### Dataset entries
════════════════

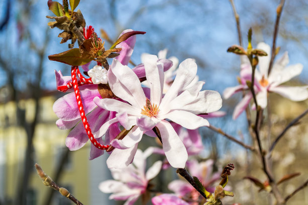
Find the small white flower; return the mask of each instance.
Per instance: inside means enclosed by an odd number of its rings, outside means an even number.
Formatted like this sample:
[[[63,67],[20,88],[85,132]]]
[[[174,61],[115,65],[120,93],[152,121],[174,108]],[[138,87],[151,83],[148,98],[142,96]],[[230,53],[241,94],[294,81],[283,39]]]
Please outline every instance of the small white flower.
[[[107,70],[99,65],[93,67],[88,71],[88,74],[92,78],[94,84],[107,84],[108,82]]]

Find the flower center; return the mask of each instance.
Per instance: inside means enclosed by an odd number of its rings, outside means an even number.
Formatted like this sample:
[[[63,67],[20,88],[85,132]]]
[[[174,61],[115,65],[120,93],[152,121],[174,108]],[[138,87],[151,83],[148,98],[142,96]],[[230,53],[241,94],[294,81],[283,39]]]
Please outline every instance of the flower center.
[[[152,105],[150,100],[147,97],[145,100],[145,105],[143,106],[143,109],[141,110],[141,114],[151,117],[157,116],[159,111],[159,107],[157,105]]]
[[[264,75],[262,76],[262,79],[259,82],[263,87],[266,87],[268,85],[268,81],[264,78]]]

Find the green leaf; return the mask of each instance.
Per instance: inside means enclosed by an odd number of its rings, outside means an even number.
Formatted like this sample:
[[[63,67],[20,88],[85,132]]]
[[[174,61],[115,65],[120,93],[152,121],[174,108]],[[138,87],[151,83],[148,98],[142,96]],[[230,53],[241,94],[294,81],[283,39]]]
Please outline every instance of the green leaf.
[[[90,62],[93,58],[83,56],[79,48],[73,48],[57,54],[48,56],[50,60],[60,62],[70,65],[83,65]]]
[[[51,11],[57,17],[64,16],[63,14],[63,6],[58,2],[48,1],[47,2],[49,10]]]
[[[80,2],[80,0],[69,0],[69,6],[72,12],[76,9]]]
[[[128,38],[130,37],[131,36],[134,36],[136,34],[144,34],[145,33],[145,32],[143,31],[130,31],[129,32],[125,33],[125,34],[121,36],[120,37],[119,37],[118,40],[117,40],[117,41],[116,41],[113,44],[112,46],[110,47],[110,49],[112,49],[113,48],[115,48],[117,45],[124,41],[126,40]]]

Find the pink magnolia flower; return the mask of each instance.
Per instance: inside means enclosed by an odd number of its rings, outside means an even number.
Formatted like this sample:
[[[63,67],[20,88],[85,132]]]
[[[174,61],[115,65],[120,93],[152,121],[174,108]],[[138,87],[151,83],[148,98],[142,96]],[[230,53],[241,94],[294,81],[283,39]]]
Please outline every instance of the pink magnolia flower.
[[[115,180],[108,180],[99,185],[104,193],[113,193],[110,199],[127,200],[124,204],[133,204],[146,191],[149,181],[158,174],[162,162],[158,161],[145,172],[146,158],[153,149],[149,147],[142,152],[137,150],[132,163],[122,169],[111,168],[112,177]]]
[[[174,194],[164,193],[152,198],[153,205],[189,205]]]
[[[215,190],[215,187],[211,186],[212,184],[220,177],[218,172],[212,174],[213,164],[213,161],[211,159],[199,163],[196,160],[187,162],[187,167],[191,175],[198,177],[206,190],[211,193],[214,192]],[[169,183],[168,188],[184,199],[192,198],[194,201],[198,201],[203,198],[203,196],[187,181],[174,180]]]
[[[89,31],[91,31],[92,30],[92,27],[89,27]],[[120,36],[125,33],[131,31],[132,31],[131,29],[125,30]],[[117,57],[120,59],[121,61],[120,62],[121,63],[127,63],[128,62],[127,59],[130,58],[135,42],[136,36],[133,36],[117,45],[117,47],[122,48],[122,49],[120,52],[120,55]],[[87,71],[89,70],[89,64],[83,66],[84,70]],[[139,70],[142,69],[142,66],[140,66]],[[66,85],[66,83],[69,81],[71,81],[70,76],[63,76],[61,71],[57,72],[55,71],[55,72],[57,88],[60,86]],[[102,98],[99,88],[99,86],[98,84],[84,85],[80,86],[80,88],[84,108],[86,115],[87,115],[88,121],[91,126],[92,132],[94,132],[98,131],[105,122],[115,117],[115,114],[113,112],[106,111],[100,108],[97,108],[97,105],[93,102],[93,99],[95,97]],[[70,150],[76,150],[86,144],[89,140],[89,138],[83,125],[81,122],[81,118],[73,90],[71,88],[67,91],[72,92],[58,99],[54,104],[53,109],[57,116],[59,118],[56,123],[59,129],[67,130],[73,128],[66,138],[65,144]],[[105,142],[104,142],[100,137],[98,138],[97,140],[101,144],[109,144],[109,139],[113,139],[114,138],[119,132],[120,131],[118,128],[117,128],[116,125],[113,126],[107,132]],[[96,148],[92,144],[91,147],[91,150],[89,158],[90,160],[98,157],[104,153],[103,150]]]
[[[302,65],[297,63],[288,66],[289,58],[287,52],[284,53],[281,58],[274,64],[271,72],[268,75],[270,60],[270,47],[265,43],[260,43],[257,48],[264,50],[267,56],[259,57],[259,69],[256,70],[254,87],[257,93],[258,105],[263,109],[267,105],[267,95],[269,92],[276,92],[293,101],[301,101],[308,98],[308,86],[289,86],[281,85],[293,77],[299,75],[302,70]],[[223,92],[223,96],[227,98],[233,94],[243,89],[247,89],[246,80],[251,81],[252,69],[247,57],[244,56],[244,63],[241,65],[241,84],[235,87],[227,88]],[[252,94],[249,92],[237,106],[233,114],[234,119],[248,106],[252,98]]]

════════════════

### What you need to do
Please rename "small white flower" to "white blossom" everywhere in the items above, leaving everything else unchanged. Omit the pictures from your answer.

### Answer to this exercise
Find the white blossom; return the mask of each instance.
Per instance: inside means enclosed by an odd number of its rings, outside means an even number.
Formatted like this sample:
[[[63,67],[20,88],[85,132]]]
[[[174,61],[115,65],[120,93],[152,121],[174,108]],[[138,87],[151,83],[148,98],[142,96]],[[230,53],[241,94],[294,81],[283,39]]]
Please outline every instance of the white blossom.
[[[107,70],[99,65],[93,67],[88,71],[88,74],[92,78],[94,84],[107,84],[108,82]]]

Find the flower center; return the mask of each instance.
Per instance: inside means enclosed by an odd number of its rings, outside means an even number.
Formatted like this sample:
[[[63,67],[20,88],[85,132]]]
[[[174,61],[115,65],[120,93],[152,121],[174,108]],[[138,87],[151,83],[148,98],[142,96]],[[230,53],[241,94],[294,81],[283,39]]]
Please outline every instance of the flower center.
[[[152,105],[150,100],[147,97],[145,100],[145,105],[143,106],[143,109],[141,110],[141,114],[151,117],[157,116],[159,111],[159,107],[157,105]]]
[[[264,75],[262,76],[262,79],[259,82],[263,87],[266,87],[268,85],[268,81],[264,78]]]

Find the green leaf; return the mask of each instance.
Per instance: inside means enclosed by an odd number of its rings, outside means an even number.
Formatted like this sample:
[[[63,67],[20,88],[85,132]]]
[[[174,61],[115,65],[120,93],[152,121],[174,108]],[[138,87],[151,83],[148,98],[142,96]],[[230,53],[241,94],[294,81],[283,39]]]
Please outline every instance of the green leaf.
[[[90,62],[93,58],[83,56],[79,48],[73,48],[57,54],[48,56],[50,60],[60,62],[70,65],[83,65]]]
[[[51,11],[57,17],[64,16],[63,14],[63,6],[58,2],[48,1],[47,2],[49,10]]]
[[[80,2],[80,0],[69,0],[69,6],[72,12],[76,9]]]
[[[128,38],[130,37],[131,36],[134,36],[136,34],[144,34],[145,33],[145,32],[143,31],[130,31],[129,32],[125,33],[125,34],[121,36],[120,37],[119,37],[118,40],[117,40],[117,41],[116,41],[113,44],[112,46],[110,47],[110,49],[112,49],[113,48],[115,48],[117,45],[124,41],[126,40]]]

Find the pink magnolia flower; return the mask of each instance.
Per instance: inside means enclosed by an odd number of its rings, outside means an even number.
Formatted like this sample:
[[[63,67],[20,88],[85,132]]]
[[[174,61],[115,65],[120,93],[152,121],[174,108]],[[138,87],[151,83],[148,98],[142,96]],[[230,53],[241,94],[294,81],[283,39]]]
Please outline every instance of the pink magnolia flower.
[[[115,180],[108,180],[99,185],[104,193],[113,193],[110,199],[127,200],[124,204],[133,204],[146,191],[149,181],[158,174],[162,162],[158,161],[145,172],[146,158],[153,149],[149,147],[142,152],[137,150],[132,163],[122,169],[111,168],[112,177]]]
[[[174,194],[164,193],[152,198],[153,205],[189,205]]]
[[[215,190],[215,187],[211,186],[212,184],[220,177],[218,172],[212,174],[213,164],[213,161],[211,159],[199,163],[196,160],[187,162],[187,167],[191,175],[198,177],[206,190],[211,193],[214,192]],[[169,183],[168,188],[184,199],[192,198],[194,201],[198,201],[203,198],[203,196],[187,181],[174,180]]]
[[[89,31],[91,31],[92,30],[92,27],[89,27]],[[120,36],[125,33],[131,31],[132,31],[131,29],[125,30]],[[117,57],[120,59],[121,61],[120,62],[121,63],[127,63],[128,62],[127,59],[130,58],[135,42],[136,36],[133,36],[117,45],[117,47],[122,48],[122,49],[120,52],[120,55]],[[87,71],[89,70],[89,64],[83,66],[84,70]],[[139,70],[142,69],[142,66],[140,66]],[[66,85],[66,83],[69,81],[71,81],[70,76],[63,76],[61,71],[57,72],[55,71],[55,72],[57,88],[60,86]],[[102,98],[99,88],[99,86],[98,84],[84,85],[80,86],[80,88],[84,108],[86,115],[87,115],[88,121],[91,126],[92,132],[94,132],[98,131],[105,122],[115,117],[115,114],[113,112],[106,111],[100,108],[97,108],[97,105],[93,102],[93,99],[95,97]],[[70,150],[76,150],[86,144],[89,140],[89,138],[83,125],[81,122],[81,118],[73,90],[71,88],[67,91],[72,92],[58,99],[54,104],[53,109],[57,116],[59,118],[56,123],[59,129],[67,130],[73,128],[66,138],[65,144]],[[105,142],[104,142],[100,137],[98,138],[97,140],[101,144],[109,144],[109,139],[113,139],[114,138],[119,132],[120,131],[118,128],[117,128],[116,125],[113,126],[107,132]],[[96,148],[92,144],[91,147],[91,150],[89,158],[90,160],[98,157],[104,153],[103,150]]]
[[[302,65],[297,63],[288,66],[289,58],[287,52],[284,53],[281,58],[274,64],[271,72],[268,75],[270,60],[270,47],[265,43],[260,43],[257,48],[264,50],[267,56],[259,57],[259,69],[256,70],[254,87],[257,93],[258,105],[263,109],[267,105],[267,95],[269,92],[276,92],[293,101],[301,101],[308,98],[308,86],[289,86],[281,85],[293,77],[299,75],[302,70]],[[223,92],[223,96],[227,98],[233,94],[243,89],[247,89],[246,80],[251,81],[252,69],[247,57],[244,56],[244,63],[241,65],[241,84],[235,87],[227,88]],[[252,94],[249,92],[237,106],[233,114],[234,119],[248,106],[252,98]]]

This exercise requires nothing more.